# Prompt
Give the number of lines in the records below that hold "hoodie"; nothing else is needed.

------ Data for review

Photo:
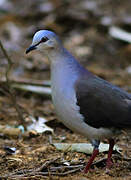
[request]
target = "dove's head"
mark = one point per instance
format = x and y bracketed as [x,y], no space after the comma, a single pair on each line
[45,41]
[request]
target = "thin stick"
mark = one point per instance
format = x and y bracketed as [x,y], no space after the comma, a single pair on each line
[8,82]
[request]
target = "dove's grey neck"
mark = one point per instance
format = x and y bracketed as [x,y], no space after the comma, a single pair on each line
[61,58]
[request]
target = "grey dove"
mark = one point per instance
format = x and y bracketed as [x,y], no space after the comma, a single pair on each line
[85,103]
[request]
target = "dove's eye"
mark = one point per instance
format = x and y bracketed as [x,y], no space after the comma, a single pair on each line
[44,39]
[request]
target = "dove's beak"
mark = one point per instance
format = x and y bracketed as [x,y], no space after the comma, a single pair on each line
[31,48]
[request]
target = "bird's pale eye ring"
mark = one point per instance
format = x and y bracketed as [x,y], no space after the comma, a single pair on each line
[44,39]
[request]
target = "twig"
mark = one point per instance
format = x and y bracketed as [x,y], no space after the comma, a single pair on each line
[8,84]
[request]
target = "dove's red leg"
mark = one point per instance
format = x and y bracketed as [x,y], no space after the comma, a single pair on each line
[95,143]
[94,154]
[109,162]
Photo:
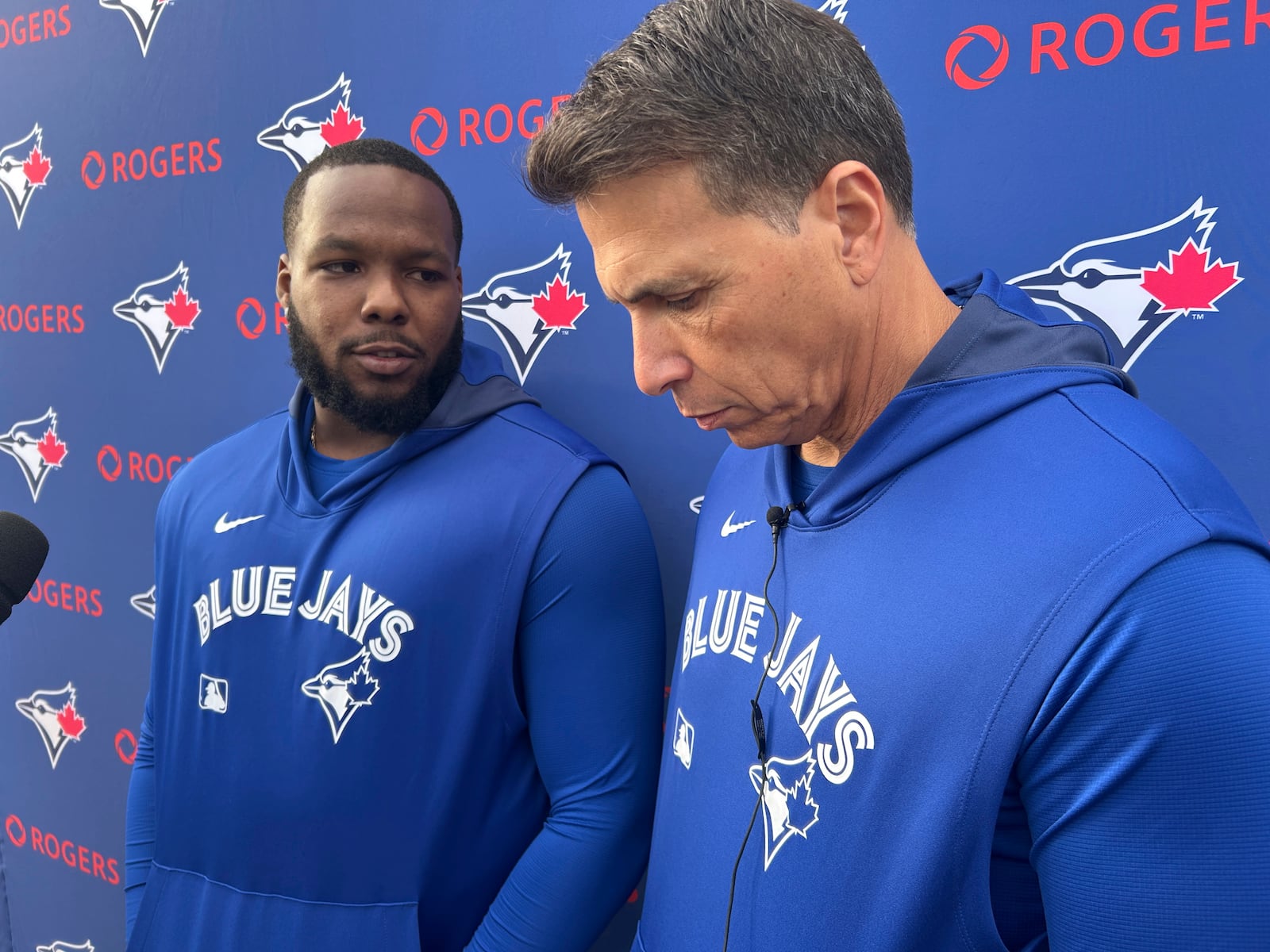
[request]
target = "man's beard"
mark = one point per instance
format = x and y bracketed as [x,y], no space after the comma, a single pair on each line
[391,416]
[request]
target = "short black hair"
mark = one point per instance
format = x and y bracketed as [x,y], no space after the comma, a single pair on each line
[365,152]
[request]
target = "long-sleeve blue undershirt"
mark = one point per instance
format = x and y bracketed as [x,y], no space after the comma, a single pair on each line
[591,682]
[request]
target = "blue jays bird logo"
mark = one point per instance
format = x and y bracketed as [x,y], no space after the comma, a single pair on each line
[23,171]
[526,308]
[36,448]
[1123,286]
[55,717]
[143,14]
[162,310]
[343,689]
[787,805]
[309,127]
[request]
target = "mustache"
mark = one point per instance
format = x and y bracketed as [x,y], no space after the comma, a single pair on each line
[349,346]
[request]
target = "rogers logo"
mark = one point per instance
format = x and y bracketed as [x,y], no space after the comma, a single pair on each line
[968,36]
[1159,31]
[87,861]
[431,130]
[42,319]
[148,467]
[67,597]
[252,321]
[159,162]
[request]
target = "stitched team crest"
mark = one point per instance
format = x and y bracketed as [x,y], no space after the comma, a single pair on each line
[343,689]
[787,805]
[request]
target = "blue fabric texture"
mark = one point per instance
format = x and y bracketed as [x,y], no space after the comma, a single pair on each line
[1013,678]
[399,714]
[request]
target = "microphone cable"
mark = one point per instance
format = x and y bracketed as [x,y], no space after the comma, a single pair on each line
[778,517]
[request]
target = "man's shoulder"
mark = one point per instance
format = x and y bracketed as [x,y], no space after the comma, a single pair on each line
[252,447]
[1143,446]
[540,429]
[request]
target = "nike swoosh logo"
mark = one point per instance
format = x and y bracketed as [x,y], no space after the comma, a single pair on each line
[730,527]
[225,524]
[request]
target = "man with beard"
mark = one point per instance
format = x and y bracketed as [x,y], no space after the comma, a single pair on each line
[429,616]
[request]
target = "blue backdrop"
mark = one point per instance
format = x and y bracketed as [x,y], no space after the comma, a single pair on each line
[1105,154]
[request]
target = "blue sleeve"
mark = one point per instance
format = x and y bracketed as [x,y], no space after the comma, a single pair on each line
[1146,777]
[139,841]
[592,655]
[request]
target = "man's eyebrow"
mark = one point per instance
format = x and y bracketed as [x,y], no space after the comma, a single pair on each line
[654,287]
[338,243]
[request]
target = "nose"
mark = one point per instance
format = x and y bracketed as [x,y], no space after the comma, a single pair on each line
[384,300]
[660,362]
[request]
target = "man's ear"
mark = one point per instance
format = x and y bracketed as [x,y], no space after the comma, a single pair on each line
[852,196]
[283,286]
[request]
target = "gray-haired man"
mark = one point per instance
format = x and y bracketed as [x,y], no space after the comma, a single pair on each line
[982,717]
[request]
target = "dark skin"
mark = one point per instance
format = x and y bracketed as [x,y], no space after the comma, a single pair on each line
[372,271]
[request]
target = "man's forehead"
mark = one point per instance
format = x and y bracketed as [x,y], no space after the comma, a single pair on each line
[344,201]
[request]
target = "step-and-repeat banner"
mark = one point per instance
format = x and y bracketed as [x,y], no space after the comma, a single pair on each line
[1108,155]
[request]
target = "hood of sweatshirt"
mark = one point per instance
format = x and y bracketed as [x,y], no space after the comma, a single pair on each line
[1000,353]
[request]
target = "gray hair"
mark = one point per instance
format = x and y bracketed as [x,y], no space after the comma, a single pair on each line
[761,97]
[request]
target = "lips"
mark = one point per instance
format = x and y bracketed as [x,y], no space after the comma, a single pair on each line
[708,422]
[385,359]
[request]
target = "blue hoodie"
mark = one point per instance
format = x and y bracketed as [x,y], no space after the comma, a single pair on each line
[930,593]
[332,676]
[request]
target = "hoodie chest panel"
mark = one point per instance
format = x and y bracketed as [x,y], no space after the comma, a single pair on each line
[360,666]
[918,635]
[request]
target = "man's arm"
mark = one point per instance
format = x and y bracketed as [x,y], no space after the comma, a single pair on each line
[592,654]
[1147,774]
[139,839]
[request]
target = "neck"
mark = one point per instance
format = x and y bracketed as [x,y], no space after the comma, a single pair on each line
[908,317]
[336,437]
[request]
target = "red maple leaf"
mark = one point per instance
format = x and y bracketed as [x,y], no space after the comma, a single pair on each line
[342,126]
[51,448]
[1187,283]
[182,310]
[559,306]
[37,167]
[362,687]
[70,721]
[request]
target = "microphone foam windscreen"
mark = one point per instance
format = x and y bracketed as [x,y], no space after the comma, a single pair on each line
[23,550]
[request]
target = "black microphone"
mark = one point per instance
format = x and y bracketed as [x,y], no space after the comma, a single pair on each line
[23,550]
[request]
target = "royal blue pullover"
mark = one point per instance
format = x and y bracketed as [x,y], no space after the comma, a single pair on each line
[1016,677]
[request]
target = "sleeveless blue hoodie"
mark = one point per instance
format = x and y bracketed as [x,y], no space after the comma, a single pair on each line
[929,593]
[341,759]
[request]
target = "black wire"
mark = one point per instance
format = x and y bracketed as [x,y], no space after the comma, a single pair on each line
[757,720]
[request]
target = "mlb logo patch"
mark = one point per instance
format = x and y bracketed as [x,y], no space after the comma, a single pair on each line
[214,693]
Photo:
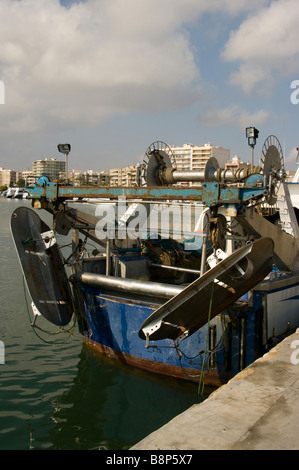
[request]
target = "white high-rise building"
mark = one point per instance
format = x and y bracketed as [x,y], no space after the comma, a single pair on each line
[194,157]
[50,167]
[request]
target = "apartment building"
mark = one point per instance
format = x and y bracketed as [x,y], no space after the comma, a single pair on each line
[50,167]
[123,176]
[194,157]
[7,177]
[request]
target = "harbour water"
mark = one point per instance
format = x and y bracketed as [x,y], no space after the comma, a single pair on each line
[65,396]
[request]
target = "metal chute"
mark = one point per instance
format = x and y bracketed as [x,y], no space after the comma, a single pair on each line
[230,279]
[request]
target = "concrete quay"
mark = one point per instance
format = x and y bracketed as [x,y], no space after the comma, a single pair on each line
[256,410]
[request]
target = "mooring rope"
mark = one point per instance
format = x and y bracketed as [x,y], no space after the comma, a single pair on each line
[201,379]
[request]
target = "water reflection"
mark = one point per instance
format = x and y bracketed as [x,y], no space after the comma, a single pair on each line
[111,406]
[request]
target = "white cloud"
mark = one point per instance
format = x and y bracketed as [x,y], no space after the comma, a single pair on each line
[93,60]
[232,115]
[266,44]
[99,58]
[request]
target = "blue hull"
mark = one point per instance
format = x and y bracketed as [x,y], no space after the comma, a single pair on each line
[234,339]
[112,323]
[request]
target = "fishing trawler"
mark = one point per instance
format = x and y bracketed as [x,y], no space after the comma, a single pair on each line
[192,282]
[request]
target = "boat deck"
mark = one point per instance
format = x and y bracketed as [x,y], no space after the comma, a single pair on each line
[257,410]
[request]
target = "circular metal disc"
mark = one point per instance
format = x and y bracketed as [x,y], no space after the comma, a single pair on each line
[152,178]
[150,164]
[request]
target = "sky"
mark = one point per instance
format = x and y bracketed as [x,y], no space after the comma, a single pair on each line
[112,76]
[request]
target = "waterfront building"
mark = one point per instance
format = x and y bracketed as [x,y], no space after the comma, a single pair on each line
[50,167]
[195,157]
[7,177]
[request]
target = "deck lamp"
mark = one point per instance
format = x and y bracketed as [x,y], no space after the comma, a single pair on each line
[65,148]
[252,134]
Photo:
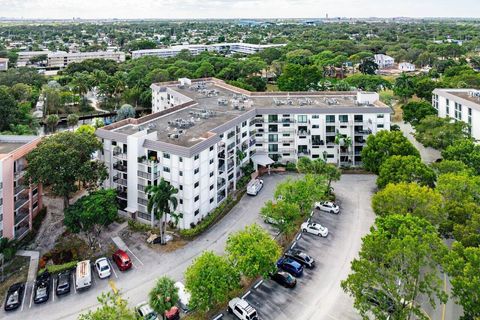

------------

# Solution below
3